ЗАДАНИЯ ДЛЯ ВЫПОЛНЕНИЯ:
[1] Ответьте на вопросы по отрывку о переселенцах:
(а) В скольких экземплярах нужно было представлять список домашнего имущества?
(б) Где и у кого состоялась первая экспертиза рассказчика?
(в) Какие цифры были выкованы на сундуке?
[2] Перечислите все категории оценки, которые называет сотрудница отдела культуры в отрывке о переселенцах.
[3] Продолжите отрывок о работе эксперта по имуществу переселенцев.

══ СТРАНИЦА

Если «выезжающие» — я всегда, даже в присутствии официальных лиц, из принципа называл их «переселенцами», потому что тот кто уезжает, возвращается обратно, чего эти люди вовсе не собирались делать, — хотели взять с собой что-то из домашнего имущества, они обязаны были составить подробнейший список, включая все, даже трусы и половые тряпки. Этот список в пяти или шести экземплярах, в зависимости от степени придирок, они должны были представить в окружные инстанции. Этой процедурой им в последний раз давали понять, у кого здесь власть и какое дерьмо они сами.
В своей новой роли я попал на зыбкую почву. Я взялся за работу с намерением, которое противоречило смыслу и цели официального мероприятия, а именно: «выуживать» все ценные антикварные предметы, которые могли обнаружиться в домашнем скарбе выезжающих.
Если само государство ежедневно вывозит культурные ценности, рассуждал я, то люди, которые переселяются, из-за того, что здесь их третировали, должны, черт подери, иметь право забрать свое личное добро.
Моя первая экспертиза состоялась в Каульсдорфе у одного музыканта. К своему ужасу я заметил там крестьянский шкаф 1820 года и сундук с коваными цифрами на нем — 1786. Что делать? «Как это следует оценивать?» — спросил я сотрудницу отдела культуры, указывая на сундук и шкаф. «Но это же логично», — бодро затараторила она в ответ. «Категория I, II или III». «А что такое категория I, II или III?» Смущенная мина. «Ах, — сказала она с беспомощной улыбкой, — сопровождать Вас на экспертизу было поручено мне только сегодня утром, я и сама этого не знаю».

════
══ ИСХОДНЫЕ ДАННЫЕ

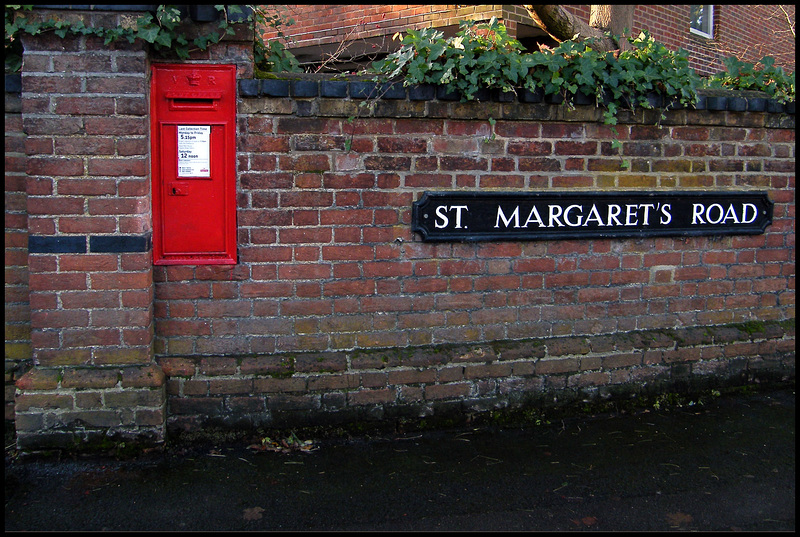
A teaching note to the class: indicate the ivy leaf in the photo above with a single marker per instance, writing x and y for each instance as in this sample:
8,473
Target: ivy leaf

════

ОТВЕТЫ К ЗАДАНИЯМ:
[1]
(а) В пяти или шести экземплярах, в зависимости от степени придирок.
(б) В Каульсдорфе, у одного музыканта.
(в) 1786.

[2] Категория I, категория II, категория III.

[3]
Безобидный зайчонок, не обремененный каким бы то ни было знанием дела. Если так обстоят дела в этом государстве, то долго оно не протянет, думал я и был доволен. Чтобы выяснить вопрос категорий, я позвонил в Бранденбургский музей и описал шкаф и сундук своей коллеге, «мебельной тетушке» музея.
«Категория I — это культурные ценности международного значения, которые нельзя вывозить, например, картина Рембрандта или Рубенса. Но таких и нет ни у кого», — объясняла она мне свистящим полушепотом. К категории II относились национальные культурные ценности, которые включали даже работы современных художников ГДР». Их вывозить было можно, но с разрешения министерства культуры. Категория же III касалась местных культурных ценностей, к которым относились предметы периода индустриализации, грюндерства и модерна, если это не были выдающиеся произведения, к примеру, письменный стол мастера ван де Вельде. Крестьянский шкаф и сундук, поскольку в музеях ГДР их масса, я определил в III-ю категорию.
Число людей, во что бы то не стало стремившихся убраться из этой страны, настолько возросло с середины восьмидесятых годов, что у меня было полно работы во всех округах Восточного Берлина. Однажды я очутился в квартире, которая была буквально забита антиквариатом: оловянные тарелки, светильники, картины. Зажмурив один глаз, я отнес все к категории III. Но в этом доме, хозяин которого выглядел каким-то напуганным, надо было зажмуривать оба глаза.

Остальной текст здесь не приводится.